**GIVEN INSTRUCTION**. Rewrite the items from the start through the line containing "column 147, row 367", changing "marker" to "dot" everywhere and leaving all else as it is.

**ENTRIES PROVIDED**.
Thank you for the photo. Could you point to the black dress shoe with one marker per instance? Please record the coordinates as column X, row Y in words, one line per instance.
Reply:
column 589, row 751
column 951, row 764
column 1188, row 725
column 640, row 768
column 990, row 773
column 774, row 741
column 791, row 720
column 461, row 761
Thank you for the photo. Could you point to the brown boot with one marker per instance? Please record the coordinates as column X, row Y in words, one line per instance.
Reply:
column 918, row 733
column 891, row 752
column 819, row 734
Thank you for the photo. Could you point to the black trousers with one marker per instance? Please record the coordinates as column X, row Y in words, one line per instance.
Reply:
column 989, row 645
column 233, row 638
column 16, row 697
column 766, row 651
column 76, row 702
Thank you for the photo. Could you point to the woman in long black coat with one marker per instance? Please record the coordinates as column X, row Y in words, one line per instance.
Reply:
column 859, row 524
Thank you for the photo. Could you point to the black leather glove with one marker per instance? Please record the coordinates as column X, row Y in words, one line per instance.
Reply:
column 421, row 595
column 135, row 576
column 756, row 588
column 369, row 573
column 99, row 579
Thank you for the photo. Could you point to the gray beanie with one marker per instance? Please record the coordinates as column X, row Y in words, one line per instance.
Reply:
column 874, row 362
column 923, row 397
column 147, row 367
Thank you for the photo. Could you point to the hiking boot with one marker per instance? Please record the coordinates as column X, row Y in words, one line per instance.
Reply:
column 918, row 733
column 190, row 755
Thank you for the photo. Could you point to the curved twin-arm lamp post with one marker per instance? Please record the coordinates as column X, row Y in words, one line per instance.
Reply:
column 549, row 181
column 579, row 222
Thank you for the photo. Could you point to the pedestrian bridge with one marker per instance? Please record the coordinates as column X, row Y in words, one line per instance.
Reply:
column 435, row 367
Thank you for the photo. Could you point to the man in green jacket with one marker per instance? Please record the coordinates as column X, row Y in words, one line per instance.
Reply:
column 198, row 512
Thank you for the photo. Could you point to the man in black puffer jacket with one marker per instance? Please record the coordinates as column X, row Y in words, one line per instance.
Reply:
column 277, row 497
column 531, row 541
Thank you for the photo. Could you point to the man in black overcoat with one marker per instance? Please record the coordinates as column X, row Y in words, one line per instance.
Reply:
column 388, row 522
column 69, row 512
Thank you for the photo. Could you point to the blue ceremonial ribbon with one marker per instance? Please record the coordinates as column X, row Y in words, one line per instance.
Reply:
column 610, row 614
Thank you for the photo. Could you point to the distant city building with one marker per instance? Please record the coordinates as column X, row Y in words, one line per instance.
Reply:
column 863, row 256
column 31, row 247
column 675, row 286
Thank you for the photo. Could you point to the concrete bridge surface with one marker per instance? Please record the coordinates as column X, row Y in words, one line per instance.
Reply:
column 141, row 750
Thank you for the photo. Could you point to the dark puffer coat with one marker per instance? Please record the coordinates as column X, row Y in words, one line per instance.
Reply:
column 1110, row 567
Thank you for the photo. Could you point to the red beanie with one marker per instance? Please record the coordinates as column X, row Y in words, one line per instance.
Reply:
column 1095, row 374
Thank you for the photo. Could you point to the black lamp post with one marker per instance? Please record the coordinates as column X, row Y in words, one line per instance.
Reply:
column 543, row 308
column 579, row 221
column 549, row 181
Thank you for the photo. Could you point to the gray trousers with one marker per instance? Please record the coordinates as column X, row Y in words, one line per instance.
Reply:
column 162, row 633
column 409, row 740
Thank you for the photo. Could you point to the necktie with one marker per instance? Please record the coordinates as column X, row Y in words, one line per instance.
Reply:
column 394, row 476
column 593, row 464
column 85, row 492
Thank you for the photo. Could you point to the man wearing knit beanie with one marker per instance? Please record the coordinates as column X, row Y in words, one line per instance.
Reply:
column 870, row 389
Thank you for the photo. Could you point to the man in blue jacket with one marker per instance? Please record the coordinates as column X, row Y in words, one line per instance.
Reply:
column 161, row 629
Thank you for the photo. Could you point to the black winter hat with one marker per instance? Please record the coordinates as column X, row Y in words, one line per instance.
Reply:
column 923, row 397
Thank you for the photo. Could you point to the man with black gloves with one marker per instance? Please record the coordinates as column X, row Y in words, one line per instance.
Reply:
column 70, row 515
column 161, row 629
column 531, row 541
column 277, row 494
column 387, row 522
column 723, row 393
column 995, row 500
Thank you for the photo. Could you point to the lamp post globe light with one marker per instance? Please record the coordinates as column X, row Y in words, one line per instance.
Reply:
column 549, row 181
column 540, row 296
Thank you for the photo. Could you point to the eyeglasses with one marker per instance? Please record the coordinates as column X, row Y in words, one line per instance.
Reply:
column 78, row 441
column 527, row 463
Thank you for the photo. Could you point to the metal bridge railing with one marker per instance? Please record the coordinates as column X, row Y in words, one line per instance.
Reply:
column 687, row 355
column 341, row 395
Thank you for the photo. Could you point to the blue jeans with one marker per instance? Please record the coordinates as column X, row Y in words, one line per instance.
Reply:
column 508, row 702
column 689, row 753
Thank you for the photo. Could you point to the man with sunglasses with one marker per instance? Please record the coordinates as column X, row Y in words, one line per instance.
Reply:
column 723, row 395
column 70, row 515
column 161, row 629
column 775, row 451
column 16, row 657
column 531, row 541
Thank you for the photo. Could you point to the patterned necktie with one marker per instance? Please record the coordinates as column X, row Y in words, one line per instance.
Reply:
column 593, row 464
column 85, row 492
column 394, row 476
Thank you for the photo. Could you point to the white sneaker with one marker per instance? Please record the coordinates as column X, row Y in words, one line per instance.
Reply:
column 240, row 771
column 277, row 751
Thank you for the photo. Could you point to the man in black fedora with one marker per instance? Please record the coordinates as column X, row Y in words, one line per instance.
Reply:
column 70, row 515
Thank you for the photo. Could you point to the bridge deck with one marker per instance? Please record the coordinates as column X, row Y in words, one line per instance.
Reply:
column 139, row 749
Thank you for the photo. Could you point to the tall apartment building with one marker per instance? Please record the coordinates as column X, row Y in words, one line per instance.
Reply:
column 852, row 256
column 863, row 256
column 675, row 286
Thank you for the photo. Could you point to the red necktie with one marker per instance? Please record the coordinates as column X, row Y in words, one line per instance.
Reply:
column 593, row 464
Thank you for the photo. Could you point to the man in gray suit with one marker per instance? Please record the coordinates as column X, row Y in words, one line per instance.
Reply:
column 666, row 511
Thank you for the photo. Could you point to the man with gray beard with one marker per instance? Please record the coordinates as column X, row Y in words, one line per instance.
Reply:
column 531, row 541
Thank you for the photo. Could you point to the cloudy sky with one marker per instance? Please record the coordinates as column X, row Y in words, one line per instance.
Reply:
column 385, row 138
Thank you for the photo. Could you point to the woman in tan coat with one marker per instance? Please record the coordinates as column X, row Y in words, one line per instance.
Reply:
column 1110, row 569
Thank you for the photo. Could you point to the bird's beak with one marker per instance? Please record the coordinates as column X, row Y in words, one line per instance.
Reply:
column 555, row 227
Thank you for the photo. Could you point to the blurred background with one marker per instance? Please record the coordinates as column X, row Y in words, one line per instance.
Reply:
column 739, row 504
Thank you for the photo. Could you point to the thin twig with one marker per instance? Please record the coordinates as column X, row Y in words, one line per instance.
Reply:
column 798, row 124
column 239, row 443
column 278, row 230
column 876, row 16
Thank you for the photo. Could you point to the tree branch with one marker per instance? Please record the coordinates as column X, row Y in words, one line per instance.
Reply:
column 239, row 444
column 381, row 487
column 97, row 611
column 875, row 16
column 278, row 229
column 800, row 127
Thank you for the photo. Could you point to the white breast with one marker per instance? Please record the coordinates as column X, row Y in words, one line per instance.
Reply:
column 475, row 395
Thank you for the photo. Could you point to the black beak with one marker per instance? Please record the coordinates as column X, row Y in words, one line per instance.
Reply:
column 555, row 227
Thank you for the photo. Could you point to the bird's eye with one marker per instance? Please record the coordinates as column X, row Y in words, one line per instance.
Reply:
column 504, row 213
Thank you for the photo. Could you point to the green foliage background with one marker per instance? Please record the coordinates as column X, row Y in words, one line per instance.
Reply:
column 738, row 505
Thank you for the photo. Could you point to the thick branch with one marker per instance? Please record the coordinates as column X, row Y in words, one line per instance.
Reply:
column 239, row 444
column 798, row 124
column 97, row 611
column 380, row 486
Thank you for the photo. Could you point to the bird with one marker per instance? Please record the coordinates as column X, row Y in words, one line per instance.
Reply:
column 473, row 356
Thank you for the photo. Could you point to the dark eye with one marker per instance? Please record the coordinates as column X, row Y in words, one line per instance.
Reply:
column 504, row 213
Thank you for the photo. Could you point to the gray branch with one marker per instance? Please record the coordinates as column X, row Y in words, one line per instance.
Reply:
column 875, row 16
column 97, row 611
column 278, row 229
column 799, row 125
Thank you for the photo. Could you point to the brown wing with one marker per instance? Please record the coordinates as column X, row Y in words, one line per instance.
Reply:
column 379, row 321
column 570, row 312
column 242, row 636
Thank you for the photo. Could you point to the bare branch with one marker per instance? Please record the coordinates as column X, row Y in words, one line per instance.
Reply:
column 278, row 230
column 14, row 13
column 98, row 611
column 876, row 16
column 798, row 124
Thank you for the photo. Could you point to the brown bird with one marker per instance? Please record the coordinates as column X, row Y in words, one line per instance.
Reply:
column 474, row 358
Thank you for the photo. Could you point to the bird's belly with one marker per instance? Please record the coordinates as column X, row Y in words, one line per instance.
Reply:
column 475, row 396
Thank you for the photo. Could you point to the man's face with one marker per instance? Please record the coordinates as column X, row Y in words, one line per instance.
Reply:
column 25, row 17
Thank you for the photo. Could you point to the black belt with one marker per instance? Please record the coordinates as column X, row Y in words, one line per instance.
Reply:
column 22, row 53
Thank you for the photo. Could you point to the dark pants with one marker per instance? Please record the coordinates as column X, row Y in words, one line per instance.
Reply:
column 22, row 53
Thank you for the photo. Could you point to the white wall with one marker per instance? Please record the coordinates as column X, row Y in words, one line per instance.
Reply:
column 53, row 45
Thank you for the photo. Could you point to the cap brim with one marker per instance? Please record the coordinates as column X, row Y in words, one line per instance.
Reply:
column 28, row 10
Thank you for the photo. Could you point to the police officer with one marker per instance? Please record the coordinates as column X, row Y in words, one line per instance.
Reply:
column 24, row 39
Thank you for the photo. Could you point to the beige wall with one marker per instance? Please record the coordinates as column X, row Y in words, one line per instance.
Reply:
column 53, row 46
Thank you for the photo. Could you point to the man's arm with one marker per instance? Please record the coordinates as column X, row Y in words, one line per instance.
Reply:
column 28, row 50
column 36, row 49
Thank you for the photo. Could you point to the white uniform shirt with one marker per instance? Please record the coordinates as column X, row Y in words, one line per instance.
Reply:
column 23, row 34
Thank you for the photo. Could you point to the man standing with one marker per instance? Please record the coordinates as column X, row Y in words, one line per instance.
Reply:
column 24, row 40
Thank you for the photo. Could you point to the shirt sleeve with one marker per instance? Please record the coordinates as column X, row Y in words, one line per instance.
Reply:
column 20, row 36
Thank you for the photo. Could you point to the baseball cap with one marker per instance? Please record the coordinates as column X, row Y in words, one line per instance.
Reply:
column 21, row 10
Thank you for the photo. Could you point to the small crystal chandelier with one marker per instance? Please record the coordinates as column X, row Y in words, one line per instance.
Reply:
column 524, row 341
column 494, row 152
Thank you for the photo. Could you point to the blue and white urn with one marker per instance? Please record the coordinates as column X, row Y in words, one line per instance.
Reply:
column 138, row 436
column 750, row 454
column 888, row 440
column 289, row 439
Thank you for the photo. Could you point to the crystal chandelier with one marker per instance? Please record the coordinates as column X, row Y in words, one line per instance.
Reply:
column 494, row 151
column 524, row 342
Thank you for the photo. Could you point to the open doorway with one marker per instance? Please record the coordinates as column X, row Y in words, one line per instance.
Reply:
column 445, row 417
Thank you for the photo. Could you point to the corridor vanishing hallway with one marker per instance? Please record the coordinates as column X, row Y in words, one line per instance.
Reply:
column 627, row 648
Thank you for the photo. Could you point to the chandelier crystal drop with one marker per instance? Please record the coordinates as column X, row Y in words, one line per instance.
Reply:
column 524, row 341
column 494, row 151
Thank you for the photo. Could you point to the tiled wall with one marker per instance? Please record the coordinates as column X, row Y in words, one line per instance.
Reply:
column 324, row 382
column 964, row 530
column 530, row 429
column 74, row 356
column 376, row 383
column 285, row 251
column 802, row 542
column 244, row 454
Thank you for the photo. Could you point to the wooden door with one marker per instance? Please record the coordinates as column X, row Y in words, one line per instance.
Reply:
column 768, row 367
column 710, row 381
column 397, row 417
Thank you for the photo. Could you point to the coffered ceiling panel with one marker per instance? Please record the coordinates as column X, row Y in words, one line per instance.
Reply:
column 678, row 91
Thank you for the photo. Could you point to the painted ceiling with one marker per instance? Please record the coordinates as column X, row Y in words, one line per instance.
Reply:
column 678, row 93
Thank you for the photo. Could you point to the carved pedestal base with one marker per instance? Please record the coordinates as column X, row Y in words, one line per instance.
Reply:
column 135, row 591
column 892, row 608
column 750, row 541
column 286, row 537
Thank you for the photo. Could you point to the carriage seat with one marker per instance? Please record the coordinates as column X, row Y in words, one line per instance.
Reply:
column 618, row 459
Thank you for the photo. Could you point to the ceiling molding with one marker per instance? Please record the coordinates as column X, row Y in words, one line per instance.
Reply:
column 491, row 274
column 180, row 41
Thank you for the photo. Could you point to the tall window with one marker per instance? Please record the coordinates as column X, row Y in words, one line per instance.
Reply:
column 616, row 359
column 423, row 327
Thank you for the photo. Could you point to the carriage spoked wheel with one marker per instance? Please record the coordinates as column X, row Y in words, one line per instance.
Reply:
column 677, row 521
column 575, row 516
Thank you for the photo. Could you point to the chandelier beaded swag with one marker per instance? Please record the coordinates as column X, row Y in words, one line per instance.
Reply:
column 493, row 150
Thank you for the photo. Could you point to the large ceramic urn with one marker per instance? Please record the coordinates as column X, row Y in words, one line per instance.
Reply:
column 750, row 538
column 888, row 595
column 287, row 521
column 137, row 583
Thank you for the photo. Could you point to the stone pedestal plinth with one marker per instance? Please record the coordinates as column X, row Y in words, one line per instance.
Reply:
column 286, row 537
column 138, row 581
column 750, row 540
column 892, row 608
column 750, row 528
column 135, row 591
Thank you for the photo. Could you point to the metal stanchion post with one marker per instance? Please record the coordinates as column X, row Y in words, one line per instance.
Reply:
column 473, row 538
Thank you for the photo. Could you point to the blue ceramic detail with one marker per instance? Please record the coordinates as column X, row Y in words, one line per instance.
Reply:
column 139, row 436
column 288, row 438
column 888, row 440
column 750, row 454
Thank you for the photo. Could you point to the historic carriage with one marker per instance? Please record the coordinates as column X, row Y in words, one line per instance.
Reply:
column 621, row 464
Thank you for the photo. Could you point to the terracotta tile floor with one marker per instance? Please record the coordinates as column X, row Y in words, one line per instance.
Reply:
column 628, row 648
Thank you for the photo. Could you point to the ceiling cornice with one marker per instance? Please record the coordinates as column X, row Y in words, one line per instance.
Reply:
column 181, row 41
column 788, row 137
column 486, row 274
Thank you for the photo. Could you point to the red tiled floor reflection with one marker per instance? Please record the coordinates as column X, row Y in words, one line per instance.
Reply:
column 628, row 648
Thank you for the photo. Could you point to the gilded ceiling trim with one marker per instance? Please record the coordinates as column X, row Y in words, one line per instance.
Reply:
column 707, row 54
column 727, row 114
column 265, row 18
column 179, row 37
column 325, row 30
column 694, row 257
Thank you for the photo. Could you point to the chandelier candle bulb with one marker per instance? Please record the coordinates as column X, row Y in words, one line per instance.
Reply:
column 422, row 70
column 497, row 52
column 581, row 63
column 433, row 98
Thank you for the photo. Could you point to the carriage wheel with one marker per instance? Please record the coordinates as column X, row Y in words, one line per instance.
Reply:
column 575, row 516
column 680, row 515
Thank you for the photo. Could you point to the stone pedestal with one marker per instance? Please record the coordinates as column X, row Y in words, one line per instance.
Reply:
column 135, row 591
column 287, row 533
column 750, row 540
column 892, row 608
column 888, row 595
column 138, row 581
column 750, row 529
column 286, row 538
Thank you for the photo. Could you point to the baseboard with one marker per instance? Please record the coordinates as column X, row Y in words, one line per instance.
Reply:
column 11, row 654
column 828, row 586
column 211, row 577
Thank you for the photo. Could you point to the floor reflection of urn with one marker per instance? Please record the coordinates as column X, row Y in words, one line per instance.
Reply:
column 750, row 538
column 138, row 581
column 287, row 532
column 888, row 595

**OUTPUT FOR THIS EXERCISE**.
Thank you for the photo. Could you point to the black dress shoe with one dot per instance? Please record the coordinates as column X, row Y in words, one line per instance.
Reply:
column 589, row 751
column 951, row 764
column 1188, row 725
column 640, row 768
column 990, row 773
column 774, row 741
column 791, row 720
column 461, row 761
Thank you for the photo. Could you point to the brown boot with one dot per instance? Please record the coordinates as column X, row Y in words, one line per instance.
Reply:
column 918, row 733
column 891, row 752
column 819, row 734
Thank you for the photo. Could you point to the black trousers with one dot per instance? Please record the coordinates as column X, row Y in words, one line per instance.
Reply:
column 989, row 645
column 233, row 638
column 16, row 697
column 766, row 651
column 76, row 702
Thank you for the photo. Could you point to the woman in long black coat with one dot per instance? Please record the coordinates as column X, row Y in words, one line per instance.
Reply:
column 859, row 524
Thank you for the photo. Could you point to the black leather glove with one dot per instance? Please record the coordinates as column X, row Y in words, one line per instance.
Reply:
column 421, row 595
column 135, row 576
column 756, row 588
column 369, row 573
column 99, row 579
Thank you for the photo. Could you point to the gray beanie with one dot per instance? Please record the coordinates as column X, row Y in words, one line per instance.
Reply:
column 874, row 362
column 923, row 397
column 147, row 367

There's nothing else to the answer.